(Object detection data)
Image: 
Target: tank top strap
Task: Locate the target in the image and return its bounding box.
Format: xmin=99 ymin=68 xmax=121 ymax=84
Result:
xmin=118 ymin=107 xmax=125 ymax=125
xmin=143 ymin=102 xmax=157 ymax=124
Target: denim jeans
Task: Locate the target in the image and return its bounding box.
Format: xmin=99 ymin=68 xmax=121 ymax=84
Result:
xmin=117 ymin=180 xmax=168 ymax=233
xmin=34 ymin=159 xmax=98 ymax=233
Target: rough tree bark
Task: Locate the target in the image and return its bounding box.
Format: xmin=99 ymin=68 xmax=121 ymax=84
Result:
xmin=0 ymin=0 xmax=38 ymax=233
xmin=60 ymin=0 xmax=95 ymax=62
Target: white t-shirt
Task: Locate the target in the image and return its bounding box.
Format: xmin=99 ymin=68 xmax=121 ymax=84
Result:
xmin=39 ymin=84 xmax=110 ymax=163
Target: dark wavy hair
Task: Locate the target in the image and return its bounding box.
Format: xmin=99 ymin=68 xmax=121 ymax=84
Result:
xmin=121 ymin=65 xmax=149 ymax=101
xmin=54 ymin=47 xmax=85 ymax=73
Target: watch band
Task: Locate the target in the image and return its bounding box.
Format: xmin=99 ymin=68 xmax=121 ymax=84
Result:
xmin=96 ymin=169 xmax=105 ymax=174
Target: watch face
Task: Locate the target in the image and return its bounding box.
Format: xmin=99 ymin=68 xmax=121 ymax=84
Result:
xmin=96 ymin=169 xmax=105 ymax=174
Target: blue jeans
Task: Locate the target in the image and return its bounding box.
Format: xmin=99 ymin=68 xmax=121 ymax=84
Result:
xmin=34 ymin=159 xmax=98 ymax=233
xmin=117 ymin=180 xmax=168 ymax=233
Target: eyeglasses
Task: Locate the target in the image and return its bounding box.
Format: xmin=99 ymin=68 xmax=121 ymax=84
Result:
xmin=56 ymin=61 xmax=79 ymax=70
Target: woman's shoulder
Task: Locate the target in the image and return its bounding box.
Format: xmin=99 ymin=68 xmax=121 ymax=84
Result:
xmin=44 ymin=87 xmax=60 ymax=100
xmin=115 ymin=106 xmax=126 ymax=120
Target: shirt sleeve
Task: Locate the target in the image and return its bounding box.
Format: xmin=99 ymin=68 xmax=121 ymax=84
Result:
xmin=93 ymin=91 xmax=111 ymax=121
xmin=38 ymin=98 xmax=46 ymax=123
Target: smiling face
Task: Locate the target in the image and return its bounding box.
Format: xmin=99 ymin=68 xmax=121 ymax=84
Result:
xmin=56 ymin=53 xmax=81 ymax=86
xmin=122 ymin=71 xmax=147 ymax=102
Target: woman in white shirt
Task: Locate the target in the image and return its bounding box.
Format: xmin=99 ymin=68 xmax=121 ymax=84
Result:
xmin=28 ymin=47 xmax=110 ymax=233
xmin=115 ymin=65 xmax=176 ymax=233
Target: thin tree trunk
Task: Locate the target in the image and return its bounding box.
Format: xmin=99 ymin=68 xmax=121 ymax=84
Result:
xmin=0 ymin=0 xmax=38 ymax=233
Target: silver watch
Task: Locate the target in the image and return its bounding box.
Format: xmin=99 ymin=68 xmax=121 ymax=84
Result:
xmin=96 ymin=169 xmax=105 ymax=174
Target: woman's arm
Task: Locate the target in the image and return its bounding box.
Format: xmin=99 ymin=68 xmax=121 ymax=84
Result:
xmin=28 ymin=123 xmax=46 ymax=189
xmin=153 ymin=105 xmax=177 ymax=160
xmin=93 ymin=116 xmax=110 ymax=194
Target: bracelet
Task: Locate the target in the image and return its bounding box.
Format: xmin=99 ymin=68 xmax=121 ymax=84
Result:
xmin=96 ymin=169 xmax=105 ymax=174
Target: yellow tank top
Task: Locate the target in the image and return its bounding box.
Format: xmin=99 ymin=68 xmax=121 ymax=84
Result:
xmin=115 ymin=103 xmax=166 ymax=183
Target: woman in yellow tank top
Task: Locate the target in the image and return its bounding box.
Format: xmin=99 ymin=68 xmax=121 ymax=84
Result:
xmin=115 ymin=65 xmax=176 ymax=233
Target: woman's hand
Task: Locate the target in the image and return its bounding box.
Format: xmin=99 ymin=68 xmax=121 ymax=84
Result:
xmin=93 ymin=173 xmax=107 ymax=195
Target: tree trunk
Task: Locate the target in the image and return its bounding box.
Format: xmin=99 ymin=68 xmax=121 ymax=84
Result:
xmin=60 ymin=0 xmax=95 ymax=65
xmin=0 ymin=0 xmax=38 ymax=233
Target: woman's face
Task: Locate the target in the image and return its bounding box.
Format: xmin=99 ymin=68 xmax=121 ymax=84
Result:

## Your objective
Copy all of the rows above word for word.

## Task response
Image: 
Target: tank top strap
Task: Locate the target in the image and return its bounding box.
Format: xmin=99 ymin=68 xmax=121 ymax=84
Result:
xmin=118 ymin=107 xmax=125 ymax=125
xmin=143 ymin=102 xmax=157 ymax=124
Target: denim jeans
Task: Locate the target in the image and return its bounding box.
Format: xmin=99 ymin=68 xmax=121 ymax=84
Result:
xmin=117 ymin=180 xmax=168 ymax=233
xmin=34 ymin=159 xmax=98 ymax=233
Target: rough tree bark
Task: Locate the target in the image and return its bounding box.
Format: xmin=99 ymin=68 xmax=121 ymax=84
Result:
xmin=0 ymin=0 xmax=38 ymax=233
xmin=60 ymin=0 xmax=95 ymax=62
Target: white t-shirt
Task: Locate the target in the image and return its bounding box.
Format: xmin=99 ymin=68 xmax=121 ymax=84
Result:
xmin=39 ymin=84 xmax=110 ymax=163
Target: dark wavy hair
Task: Locate the target in the image and return its bounding box.
Format: xmin=99 ymin=68 xmax=121 ymax=84
Result:
xmin=121 ymin=65 xmax=149 ymax=101
xmin=54 ymin=47 xmax=85 ymax=73
Target: watch band
Task: Locate the target in the image and return its bounding box.
Format: xmin=99 ymin=68 xmax=121 ymax=84
Result:
xmin=96 ymin=169 xmax=105 ymax=174
Target: watch face
Task: Locate the target in the image and return its bounding box.
Format: xmin=99 ymin=68 xmax=121 ymax=84
Result:
xmin=96 ymin=169 xmax=105 ymax=174
Target: blue jeans
Task: Locate the target in the image and return its bounding box.
Format: xmin=99 ymin=68 xmax=121 ymax=84
Result:
xmin=34 ymin=159 xmax=98 ymax=233
xmin=117 ymin=180 xmax=168 ymax=233
Target: eyeglasses
Task: Locate the target in the image and return its bounding box.
Format: xmin=99 ymin=68 xmax=121 ymax=84
Result:
xmin=56 ymin=61 xmax=79 ymax=70
Target: woman's shoulder
Task: Locate the target in the image and return its bounding box.
Format: xmin=99 ymin=68 xmax=121 ymax=84
Result:
xmin=44 ymin=87 xmax=60 ymax=100
xmin=115 ymin=106 xmax=126 ymax=120
Target: shirt sleeve
Task: Locate the target in the image and return its bounding box.
Format: xmin=99 ymin=68 xmax=121 ymax=84
Result:
xmin=93 ymin=91 xmax=111 ymax=121
xmin=38 ymin=98 xmax=46 ymax=123
Target: smiling face
Task: Locate the target in the image and return its bounding box.
Format: xmin=99 ymin=68 xmax=121 ymax=84
Result:
xmin=56 ymin=53 xmax=81 ymax=86
xmin=122 ymin=71 xmax=147 ymax=102
Target: woman in white shirt
Task: Locate the target in the image and return its bounding box.
Format: xmin=99 ymin=68 xmax=121 ymax=84
Result:
xmin=28 ymin=47 xmax=110 ymax=233
xmin=115 ymin=65 xmax=176 ymax=233
Target: thin tree trunk
Task: Locate the target in the image and return its bounding box.
Format: xmin=99 ymin=68 xmax=121 ymax=84
Result:
xmin=0 ymin=0 xmax=38 ymax=233
Target: silver watch
Task: Locate the target in the image and return its bounding box.
Format: xmin=99 ymin=68 xmax=121 ymax=84
Result:
xmin=96 ymin=169 xmax=105 ymax=174
Target: woman's arm
Task: Locate the target in the image and return its bounding box.
Format: xmin=99 ymin=68 xmax=121 ymax=84
Result:
xmin=28 ymin=123 xmax=46 ymax=189
xmin=153 ymin=105 xmax=177 ymax=160
xmin=93 ymin=116 xmax=110 ymax=194
Target: bracelet
Task: Locate the target in the image and return its bounding box.
Format: xmin=99 ymin=68 xmax=121 ymax=84
Result:
xmin=96 ymin=169 xmax=105 ymax=174
Target: yellow tank top
Task: Locate the target in the image and return its bounding box.
Format: xmin=99 ymin=68 xmax=121 ymax=84
Result:
xmin=115 ymin=103 xmax=166 ymax=183
Target: woman in yellow tank top
Task: Locate the target in the image and return its bounding box.
Format: xmin=99 ymin=68 xmax=121 ymax=84
Result:
xmin=115 ymin=65 xmax=176 ymax=233
Target: woman's hand
Task: Locate the target in the image and return its bounding box.
Format: xmin=99 ymin=68 xmax=121 ymax=84
Result:
xmin=93 ymin=173 xmax=107 ymax=195
Target: tree trunk
Task: Locate the target in the image and return its bounding box.
Format: xmin=99 ymin=68 xmax=121 ymax=84
Result:
xmin=60 ymin=0 xmax=95 ymax=65
xmin=0 ymin=0 xmax=38 ymax=233
Target: woman's face
Task: Locate the target in the image and return its bounding box.
Format: xmin=99 ymin=68 xmax=121 ymax=84
Result:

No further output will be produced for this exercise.